What to work on:
Using the entries below, write out the line with "Where can the building", the line with "Target: red motorcycle", and every line in between, exactly as each is written.
[Source information]
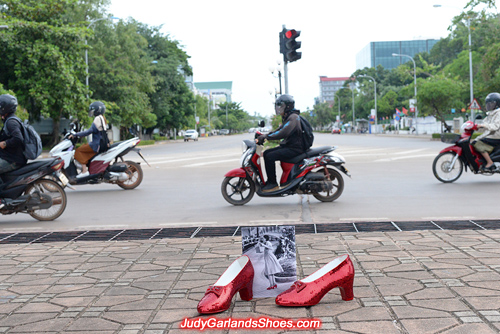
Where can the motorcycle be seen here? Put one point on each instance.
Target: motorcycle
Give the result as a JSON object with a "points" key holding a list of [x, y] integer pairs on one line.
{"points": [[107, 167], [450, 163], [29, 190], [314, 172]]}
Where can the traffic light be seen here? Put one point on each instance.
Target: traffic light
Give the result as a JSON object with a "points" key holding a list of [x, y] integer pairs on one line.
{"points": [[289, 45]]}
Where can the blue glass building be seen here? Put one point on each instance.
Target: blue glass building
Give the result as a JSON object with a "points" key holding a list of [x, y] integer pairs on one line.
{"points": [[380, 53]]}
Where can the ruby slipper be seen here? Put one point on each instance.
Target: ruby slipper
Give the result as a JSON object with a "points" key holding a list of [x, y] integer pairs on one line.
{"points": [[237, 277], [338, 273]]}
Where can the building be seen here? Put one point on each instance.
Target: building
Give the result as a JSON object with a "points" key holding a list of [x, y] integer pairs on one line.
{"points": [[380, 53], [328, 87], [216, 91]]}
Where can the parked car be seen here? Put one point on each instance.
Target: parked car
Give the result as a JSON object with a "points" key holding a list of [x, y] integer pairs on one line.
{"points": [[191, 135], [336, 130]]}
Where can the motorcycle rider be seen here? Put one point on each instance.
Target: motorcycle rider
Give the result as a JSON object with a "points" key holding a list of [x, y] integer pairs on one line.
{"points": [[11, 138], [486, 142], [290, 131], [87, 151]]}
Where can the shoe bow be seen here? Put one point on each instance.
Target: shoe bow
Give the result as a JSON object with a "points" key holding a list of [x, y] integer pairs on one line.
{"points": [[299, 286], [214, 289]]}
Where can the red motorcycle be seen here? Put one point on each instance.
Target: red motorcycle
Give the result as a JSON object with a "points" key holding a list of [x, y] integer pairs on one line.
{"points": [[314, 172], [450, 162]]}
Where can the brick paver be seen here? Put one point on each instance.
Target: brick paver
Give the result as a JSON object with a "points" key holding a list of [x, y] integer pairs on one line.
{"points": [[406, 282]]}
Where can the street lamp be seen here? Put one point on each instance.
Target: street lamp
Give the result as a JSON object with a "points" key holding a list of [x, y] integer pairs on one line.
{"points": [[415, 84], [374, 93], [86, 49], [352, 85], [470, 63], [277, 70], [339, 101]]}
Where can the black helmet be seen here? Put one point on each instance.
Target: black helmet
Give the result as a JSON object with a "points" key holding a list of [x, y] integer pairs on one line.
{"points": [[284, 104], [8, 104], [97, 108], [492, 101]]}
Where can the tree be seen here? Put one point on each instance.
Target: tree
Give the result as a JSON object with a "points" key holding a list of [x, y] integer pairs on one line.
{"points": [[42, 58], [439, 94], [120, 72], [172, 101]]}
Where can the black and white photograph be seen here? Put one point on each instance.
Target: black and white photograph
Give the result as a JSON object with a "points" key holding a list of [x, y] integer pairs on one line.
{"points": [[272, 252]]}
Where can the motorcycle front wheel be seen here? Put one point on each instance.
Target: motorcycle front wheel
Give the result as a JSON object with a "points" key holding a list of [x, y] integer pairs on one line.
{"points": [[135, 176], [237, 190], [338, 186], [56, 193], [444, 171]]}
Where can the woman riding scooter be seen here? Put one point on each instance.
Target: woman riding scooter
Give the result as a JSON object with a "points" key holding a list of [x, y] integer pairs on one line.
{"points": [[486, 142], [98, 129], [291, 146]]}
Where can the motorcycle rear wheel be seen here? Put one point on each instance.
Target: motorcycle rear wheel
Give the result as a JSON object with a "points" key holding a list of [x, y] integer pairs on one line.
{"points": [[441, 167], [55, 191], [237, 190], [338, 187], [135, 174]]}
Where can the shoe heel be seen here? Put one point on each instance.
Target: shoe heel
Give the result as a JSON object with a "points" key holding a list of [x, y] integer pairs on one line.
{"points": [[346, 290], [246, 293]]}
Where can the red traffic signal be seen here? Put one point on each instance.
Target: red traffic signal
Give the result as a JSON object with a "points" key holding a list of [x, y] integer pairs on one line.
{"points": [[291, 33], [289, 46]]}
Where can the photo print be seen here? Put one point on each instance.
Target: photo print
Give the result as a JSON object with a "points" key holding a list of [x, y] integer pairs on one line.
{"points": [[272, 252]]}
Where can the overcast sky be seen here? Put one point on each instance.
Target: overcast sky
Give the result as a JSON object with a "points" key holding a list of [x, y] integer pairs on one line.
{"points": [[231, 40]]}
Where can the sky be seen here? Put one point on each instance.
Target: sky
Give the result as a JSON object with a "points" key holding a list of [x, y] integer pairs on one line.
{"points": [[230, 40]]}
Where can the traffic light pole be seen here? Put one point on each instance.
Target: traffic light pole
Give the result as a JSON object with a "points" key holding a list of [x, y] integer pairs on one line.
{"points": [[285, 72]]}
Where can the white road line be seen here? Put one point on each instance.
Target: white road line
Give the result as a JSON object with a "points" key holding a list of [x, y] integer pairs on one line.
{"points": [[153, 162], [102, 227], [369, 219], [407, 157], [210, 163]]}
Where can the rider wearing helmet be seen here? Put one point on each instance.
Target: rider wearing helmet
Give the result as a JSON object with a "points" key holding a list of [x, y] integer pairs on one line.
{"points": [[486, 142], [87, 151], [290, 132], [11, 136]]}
[/Source information]
Solution to this exercise:
Where can the building be seen here? Put one point on each instance.
Target: building
Give the result as a JSON object with a "points" key holding a list of [x, y] integer pairs on one line.
{"points": [[380, 53], [328, 87], [216, 91]]}
Where can the parked car be seen here? Put one point on each instance.
Target: parked car
Give the result as a JSON object with a "points" key holding a list of [x, y] integer pairs on one line.
{"points": [[191, 135], [336, 130]]}
Where can the motorcycle rider be seen here? Put one point on each instance.
Target: motorcycle rider
Give the result as a JSON object with a "points" key holding a list of [x, y] integer pairs on one line.
{"points": [[11, 138], [486, 142], [290, 131], [87, 151]]}
Where can the shoe bow be seen here? Put one point on each instance.
Target: shoe bow
Give the result as a JSON object with a "points" key holding a list of [x, y] integer pairs on one line.
{"points": [[299, 286], [214, 289]]}
Where can the red motorcycle be seen here? Put one point on each instance.
Target: red motorcycle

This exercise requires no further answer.